» About this task: The records that follow must be repeated exactly, minus the images.

» Task material:

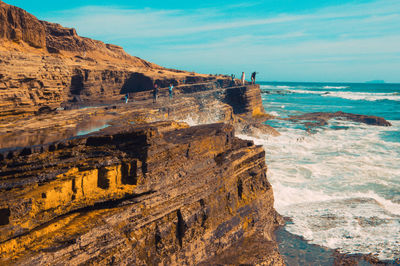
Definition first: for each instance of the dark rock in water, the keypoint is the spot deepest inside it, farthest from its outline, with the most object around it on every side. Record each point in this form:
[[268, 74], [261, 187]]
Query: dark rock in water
[[321, 119], [45, 110]]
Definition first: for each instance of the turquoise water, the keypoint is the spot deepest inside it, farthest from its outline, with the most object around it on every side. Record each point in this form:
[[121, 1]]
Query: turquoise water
[[339, 184]]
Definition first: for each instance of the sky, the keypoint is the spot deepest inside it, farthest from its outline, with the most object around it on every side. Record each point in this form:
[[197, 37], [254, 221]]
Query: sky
[[283, 40]]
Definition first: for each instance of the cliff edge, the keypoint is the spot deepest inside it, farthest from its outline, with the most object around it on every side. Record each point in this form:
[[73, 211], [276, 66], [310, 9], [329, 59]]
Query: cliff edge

» Exercise output:
Definition first: for each instance of the dark rock in water, the keypoint is the spot deepest inside it, farthest from its outline, with the most object around it on every side. Record each point in this form:
[[268, 74], [261, 187]]
Query: dark rock in water
[[321, 119], [45, 110]]
Definition first: for each instance of the turquoise water, the keypoint is the spot deepest inside it, farthest from its outline, with the most object around it on every side. Record each point in this form:
[[121, 1]]
Query: turquoise water
[[339, 184]]
Definition first: for each instance of the sky, the keypoint is the spot deepest inside it, farthest from its outline, with the most object around it on every side. Record each point in this form:
[[197, 37], [254, 221]]
Query: sky
[[283, 40]]
Definition first: for each instance of the cliff edge, the keypoint is the spot deepest inside it, farthest from its outline, with the most object around it on every side. Record each point in this form:
[[73, 211], [276, 66], [310, 9], [329, 59]]
Query: cliff edge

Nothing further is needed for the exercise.